Saved entries
....

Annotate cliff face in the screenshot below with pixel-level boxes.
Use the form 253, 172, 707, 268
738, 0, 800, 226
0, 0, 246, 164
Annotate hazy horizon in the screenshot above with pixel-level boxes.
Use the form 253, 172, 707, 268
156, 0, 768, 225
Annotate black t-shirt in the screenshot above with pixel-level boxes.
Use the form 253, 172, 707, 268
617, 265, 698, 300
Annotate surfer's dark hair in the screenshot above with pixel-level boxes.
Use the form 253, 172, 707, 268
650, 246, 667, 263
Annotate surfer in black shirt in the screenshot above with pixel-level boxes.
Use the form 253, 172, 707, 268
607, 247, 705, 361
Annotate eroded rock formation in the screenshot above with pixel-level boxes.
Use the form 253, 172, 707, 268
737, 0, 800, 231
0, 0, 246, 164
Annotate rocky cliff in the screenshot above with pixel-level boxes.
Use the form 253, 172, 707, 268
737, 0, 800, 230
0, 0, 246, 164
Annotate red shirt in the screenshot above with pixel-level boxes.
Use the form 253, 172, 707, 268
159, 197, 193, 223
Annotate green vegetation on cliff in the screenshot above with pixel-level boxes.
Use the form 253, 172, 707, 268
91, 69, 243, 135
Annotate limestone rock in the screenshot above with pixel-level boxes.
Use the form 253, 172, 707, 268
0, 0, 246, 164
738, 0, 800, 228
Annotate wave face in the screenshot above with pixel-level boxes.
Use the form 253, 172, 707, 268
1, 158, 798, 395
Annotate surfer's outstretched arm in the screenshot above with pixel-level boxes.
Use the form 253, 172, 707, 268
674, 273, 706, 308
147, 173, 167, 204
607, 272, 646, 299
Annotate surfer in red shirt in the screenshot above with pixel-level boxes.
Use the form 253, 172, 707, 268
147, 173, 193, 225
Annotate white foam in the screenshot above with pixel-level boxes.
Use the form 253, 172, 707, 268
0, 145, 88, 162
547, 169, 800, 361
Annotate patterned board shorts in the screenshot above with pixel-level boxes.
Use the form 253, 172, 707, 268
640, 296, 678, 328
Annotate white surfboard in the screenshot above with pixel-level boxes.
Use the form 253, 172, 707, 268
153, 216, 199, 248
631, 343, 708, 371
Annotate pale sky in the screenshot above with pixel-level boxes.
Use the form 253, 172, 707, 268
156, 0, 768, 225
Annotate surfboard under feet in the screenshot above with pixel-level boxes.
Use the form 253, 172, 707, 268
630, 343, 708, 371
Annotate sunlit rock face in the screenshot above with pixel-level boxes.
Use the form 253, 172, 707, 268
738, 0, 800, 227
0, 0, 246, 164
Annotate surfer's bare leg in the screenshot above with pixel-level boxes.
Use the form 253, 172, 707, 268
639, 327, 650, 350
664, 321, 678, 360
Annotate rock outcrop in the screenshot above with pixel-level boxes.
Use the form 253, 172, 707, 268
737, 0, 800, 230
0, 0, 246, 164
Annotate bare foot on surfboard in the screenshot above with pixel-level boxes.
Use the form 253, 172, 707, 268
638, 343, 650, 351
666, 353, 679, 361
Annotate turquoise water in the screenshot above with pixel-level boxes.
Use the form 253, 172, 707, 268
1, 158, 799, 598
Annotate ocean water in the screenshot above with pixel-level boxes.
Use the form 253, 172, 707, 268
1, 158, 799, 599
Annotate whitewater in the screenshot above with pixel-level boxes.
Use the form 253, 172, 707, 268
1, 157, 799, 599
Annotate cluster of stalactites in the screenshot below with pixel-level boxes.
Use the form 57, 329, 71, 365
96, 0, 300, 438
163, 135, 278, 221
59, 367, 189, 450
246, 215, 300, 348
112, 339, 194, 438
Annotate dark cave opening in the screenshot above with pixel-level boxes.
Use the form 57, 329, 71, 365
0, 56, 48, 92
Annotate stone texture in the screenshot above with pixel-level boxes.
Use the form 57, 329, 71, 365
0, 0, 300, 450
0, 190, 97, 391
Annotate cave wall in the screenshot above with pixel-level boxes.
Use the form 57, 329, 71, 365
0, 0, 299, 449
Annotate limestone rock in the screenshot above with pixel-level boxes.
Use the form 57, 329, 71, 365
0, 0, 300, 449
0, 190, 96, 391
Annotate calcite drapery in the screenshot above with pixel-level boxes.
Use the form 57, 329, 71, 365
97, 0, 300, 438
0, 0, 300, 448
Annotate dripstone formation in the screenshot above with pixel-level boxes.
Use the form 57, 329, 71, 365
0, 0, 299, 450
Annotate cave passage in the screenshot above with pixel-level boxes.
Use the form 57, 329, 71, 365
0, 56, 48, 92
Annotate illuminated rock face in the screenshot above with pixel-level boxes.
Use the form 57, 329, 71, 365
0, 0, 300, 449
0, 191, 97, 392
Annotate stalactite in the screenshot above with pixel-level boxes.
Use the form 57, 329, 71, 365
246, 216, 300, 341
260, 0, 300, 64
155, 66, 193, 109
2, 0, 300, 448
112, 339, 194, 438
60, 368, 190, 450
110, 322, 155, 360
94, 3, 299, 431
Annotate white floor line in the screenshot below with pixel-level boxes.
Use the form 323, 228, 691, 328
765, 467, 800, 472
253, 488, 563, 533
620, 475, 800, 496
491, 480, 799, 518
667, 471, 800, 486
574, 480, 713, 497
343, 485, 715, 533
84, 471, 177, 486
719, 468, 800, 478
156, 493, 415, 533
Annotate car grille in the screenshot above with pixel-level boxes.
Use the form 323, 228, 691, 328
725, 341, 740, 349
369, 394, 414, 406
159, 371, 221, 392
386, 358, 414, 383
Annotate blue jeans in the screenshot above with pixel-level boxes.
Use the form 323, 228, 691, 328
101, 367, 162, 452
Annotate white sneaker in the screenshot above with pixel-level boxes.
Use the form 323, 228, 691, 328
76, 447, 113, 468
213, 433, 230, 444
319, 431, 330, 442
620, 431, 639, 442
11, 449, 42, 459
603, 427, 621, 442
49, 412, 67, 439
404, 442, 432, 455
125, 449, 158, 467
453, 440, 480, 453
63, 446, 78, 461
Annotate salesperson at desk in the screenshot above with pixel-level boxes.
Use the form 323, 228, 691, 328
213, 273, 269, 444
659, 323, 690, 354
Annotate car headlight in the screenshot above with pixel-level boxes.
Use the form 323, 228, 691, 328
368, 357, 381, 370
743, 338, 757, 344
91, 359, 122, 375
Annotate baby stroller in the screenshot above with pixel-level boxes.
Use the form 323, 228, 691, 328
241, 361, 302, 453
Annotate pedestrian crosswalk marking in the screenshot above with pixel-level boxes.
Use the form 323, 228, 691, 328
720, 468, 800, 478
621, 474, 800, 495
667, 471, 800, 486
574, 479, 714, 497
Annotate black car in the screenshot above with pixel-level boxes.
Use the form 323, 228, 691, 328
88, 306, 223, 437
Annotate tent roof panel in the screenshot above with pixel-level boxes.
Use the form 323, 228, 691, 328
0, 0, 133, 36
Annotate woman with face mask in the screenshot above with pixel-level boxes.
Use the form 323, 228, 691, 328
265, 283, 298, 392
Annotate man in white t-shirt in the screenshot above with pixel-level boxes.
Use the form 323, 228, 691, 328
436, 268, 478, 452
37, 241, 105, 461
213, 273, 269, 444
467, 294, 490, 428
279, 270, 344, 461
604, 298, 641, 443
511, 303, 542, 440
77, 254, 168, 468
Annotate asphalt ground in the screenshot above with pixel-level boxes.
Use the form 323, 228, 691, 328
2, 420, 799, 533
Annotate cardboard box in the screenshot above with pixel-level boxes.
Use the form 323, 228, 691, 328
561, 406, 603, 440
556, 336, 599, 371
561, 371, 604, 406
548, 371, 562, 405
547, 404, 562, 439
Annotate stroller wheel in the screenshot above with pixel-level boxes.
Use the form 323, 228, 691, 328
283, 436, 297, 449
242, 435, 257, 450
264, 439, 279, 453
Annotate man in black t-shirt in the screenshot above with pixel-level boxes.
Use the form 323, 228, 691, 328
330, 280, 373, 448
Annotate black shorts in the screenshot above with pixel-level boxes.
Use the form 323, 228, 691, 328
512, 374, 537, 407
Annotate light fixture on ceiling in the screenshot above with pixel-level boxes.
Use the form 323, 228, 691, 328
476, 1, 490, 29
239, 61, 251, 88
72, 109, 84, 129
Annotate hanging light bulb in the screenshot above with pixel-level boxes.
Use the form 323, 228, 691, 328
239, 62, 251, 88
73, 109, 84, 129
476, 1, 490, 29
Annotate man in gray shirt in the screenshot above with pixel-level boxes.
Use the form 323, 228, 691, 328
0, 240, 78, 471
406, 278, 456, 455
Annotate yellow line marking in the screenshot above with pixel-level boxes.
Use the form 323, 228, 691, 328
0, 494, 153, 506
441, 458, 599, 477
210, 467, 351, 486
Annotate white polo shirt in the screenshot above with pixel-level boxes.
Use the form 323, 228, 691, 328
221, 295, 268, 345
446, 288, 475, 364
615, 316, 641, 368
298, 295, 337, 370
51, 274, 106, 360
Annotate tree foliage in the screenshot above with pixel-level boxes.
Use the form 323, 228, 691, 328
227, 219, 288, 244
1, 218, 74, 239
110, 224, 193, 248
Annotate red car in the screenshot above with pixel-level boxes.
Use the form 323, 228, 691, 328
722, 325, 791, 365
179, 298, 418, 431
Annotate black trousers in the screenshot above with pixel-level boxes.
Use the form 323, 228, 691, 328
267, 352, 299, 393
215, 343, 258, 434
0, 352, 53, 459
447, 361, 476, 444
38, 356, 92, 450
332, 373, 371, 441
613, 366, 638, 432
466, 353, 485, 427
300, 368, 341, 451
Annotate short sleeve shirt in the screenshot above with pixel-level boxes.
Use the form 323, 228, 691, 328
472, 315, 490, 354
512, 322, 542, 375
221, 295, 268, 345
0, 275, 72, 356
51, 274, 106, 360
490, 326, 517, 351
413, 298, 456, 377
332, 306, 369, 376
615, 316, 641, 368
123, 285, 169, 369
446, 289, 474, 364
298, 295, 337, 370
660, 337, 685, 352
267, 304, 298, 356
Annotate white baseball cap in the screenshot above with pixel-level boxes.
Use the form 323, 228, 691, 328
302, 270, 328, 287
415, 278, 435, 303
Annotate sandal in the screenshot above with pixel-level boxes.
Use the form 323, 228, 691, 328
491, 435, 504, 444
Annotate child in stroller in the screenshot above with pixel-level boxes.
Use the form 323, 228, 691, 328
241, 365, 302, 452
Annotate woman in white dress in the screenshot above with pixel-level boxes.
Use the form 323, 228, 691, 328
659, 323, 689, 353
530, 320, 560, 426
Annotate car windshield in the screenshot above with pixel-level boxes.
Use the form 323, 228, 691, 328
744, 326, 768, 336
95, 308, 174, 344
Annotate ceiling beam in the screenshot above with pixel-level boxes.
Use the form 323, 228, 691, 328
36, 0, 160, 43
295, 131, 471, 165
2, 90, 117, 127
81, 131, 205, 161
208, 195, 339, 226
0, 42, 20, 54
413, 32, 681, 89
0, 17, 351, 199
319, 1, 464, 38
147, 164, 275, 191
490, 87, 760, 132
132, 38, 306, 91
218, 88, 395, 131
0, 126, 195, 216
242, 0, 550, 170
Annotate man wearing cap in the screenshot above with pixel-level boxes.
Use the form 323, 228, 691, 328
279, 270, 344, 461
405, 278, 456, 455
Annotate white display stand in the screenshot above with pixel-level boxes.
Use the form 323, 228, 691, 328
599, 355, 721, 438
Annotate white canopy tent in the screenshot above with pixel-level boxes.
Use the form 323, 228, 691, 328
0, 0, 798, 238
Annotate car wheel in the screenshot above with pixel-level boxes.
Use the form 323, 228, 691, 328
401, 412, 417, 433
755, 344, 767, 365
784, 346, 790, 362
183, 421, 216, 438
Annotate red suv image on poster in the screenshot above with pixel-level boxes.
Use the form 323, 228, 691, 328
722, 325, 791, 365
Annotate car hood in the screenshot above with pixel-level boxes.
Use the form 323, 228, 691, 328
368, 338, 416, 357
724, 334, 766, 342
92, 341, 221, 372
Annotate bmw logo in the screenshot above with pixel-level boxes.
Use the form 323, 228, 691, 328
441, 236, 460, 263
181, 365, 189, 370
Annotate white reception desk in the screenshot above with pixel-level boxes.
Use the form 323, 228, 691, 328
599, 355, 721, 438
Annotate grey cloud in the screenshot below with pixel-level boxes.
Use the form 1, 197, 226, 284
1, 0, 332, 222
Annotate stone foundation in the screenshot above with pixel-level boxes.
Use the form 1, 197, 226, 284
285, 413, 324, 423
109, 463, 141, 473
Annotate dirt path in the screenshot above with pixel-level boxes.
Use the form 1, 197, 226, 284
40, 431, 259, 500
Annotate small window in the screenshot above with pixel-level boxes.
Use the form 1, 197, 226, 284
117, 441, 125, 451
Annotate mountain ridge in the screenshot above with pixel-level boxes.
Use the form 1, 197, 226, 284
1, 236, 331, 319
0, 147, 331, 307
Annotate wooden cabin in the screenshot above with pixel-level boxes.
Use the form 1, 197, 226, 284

....

> _Exercise details_
The lines you need are those containing "cliff"; find them in the records and copy them.

> _Answer to this exercise_
Annotate cliff face in the screenshot below with pixel-level boxes.
Annotate rocky cliff in the screenshot above with pixel-level boxes.
Annotate green vegetation on cliff in the screenshot above with pixel-level boxes.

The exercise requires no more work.